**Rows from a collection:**
## Start

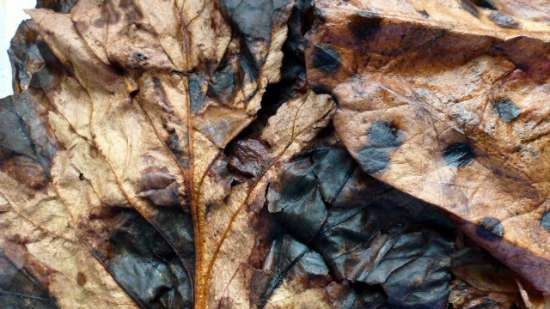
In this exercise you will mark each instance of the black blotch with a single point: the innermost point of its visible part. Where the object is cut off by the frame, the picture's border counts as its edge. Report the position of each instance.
(61, 6)
(458, 154)
(469, 7)
(285, 255)
(503, 20)
(197, 95)
(506, 109)
(223, 83)
(488, 4)
(424, 13)
(299, 205)
(545, 220)
(140, 57)
(326, 58)
(383, 139)
(20, 289)
(364, 25)
(23, 131)
(146, 266)
(490, 229)
(254, 19)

## End

Rewrite all the rows above, request text included, raising every coordinate in the answers by 109 and leaving the pictures out.

In this exercise you will mark each instance of the black blotch with a single point: the innermost point of its visible part. Where the object is cut off by the frame, the picture's border counts as its edge. Report the position of each instance.
(170, 115)
(567, 263)
(578, 116)
(394, 364)
(612, 129)
(306, 204)
(615, 218)
(332, 192)
(597, 113)
(533, 122)
(408, 314)
(654, 329)
(249, 166)
(435, 167)
(492, 248)
(129, 398)
(473, 134)
(132, 240)
(255, 375)
(599, 338)
(363, 128)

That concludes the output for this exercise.